# [Record list]
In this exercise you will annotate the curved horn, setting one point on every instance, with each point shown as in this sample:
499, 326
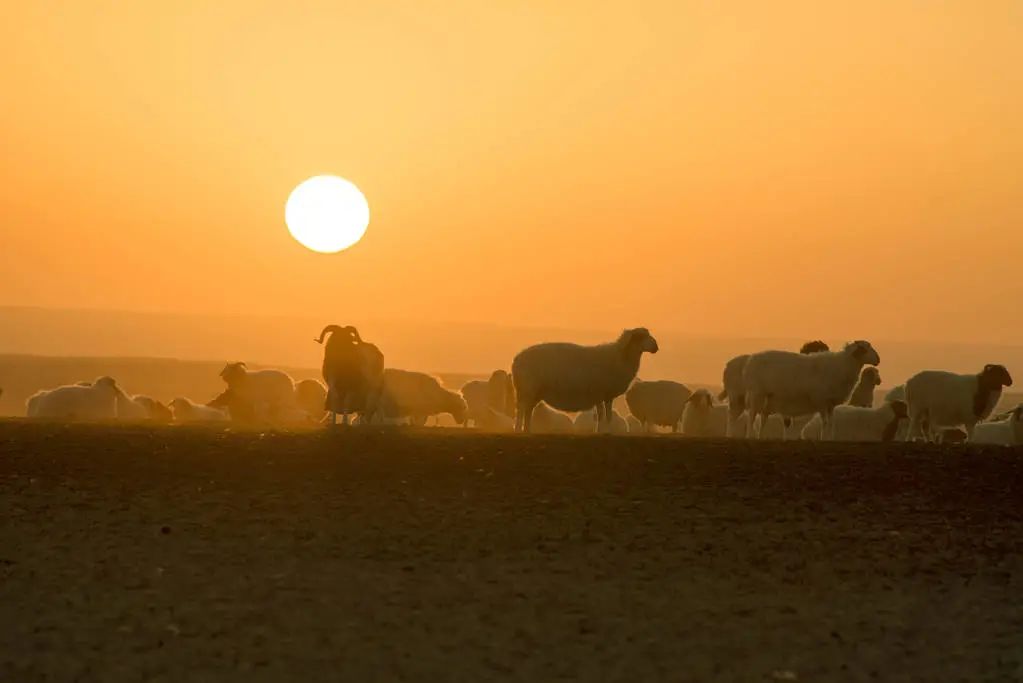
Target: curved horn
329, 329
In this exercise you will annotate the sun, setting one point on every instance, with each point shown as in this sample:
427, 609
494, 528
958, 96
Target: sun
326, 214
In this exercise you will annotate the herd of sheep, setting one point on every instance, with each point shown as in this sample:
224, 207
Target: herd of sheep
813, 394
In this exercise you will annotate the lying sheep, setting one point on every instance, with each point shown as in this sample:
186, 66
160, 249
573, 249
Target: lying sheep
859, 423
702, 417
659, 403
310, 396
862, 393
937, 399
186, 411
416, 396
735, 390
1008, 431
585, 422
91, 402
793, 384
574, 377
267, 391
547, 420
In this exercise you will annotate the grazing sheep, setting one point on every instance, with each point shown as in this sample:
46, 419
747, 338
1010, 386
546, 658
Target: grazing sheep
547, 420
186, 411
585, 422
94, 401
353, 370
860, 423
702, 417
269, 392
658, 403
310, 396
939, 399
862, 393
735, 389
1008, 431
417, 396
794, 384
573, 377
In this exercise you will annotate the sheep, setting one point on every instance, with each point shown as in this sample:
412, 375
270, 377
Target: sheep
1008, 431
417, 396
310, 396
793, 384
485, 397
547, 420
658, 403
95, 401
186, 411
702, 417
862, 393
735, 389
861, 423
352, 370
268, 391
142, 408
573, 377
949, 400
585, 422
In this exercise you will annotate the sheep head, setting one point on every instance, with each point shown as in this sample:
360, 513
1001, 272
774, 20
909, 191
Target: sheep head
636, 342
994, 376
862, 352
814, 347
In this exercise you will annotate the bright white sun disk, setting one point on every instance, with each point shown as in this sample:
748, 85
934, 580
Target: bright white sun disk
326, 214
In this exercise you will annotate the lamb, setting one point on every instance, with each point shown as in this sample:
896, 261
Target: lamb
702, 417
547, 420
186, 411
862, 393
735, 389
310, 396
95, 401
658, 403
585, 422
948, 400
794, 384
573, 377
416, 396
860, 423
1007, 431
269, 392
353, 370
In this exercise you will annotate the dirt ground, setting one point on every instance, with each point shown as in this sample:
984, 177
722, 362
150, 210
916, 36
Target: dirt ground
170, 554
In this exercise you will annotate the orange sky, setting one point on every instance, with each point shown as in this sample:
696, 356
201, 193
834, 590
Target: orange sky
789, 169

# [Brief]
Copy out every line of the material above word for word, leaving the pictures out of your answer.

# [Solution for this task]
In this exercise you will annotate the curved horn, setting one point on every instance, with each point shown as in this sample:
499, 326
Target: curved horn
329, 329
In this exercise you will annotate the sun, setting one point on every instance, with each point shown as in this sample:
427, 609
494, 528
958, 96
Target: sun
326, 214
In this exercise you will annotate the herd of sheep, setting one point on every instance, with each point shown as in this sample:
224, 207
Target: herd of sheep
813, 394
In this exercise you will annotate the lying sheep, setting one point on every instance, with each point shown as in this sample:
186, 66
160, 249
573, 249
Target: lying sheep
859, 423
702, 417
659, 403
310, 396
862, 393
937, 399
186, 411
416, 396
735, 390
1008, 431
585, 422
91, 402
793, 384
574, 377
267, 391
547, 420
In this exercise you will annotate the grazing sheep, setting one point on every instance, with each point shown as in this sample:
46, 419
747, 338
1010, 386
546, 658
Target: grazing sheep
547, 420
186, 411
585, 422
94, 401
353, 370
860, 423
702, 417
269, 392
658, 403
310, 396
939, 399
862, 393
735, 389
1008, 431
417, 396
794, 384
573, 377
In this exercise you will annotate the sheep, setting one point on every instance, with each point shown as in this sample:
412, 375
270, 377
Target: sheep
1008, 431
417, 396
310, 396
793, 384
485, 397
547, 420
658, 403
95, 401
186, 411
702, 417
862, 393
735, 389
861, 423
352, 370
268, 391
142, 408
573, 377
949, 400
585, 422
In this exercise you will annotate the sheep head, setting one point on every instance, with each point shown as in this sample:
360, 513
1001, 272
774, 20
909, 191
Target: sheep head
636, 342
994, 376
862, 352
814, 347
In this exercise you will annotate the bright white sun disk, setting one point on every instance, with each point shown as in this sample:
748, 85
934, 580
Target: bright white sun disk
326, 214
In this exercise you will annotate the lamb, setting one point on every instance, with each point shown as in this sample:
896, 261
Target: lamb
702, 417
547, 420
186, 411
862, 393
735, 389
310, 396
95, 401
658, 403
585, 422
948, 400
794, 384
573, 377
416, 396
860, 423
1007, 431
269, 392
353, 370
In this exercise you will annotate the dirt ground, setting one point on every instance, with each point shown as in this sample:
984, 177
722, 362
150, 210
916, 36
Target: dirt ground
170, 554
In this exercise you will annotate the orange sky, setting one point on every instance, with each point shown as in this sample:
696, 356
201, 193
834, 590
Target: orange sky
789, 169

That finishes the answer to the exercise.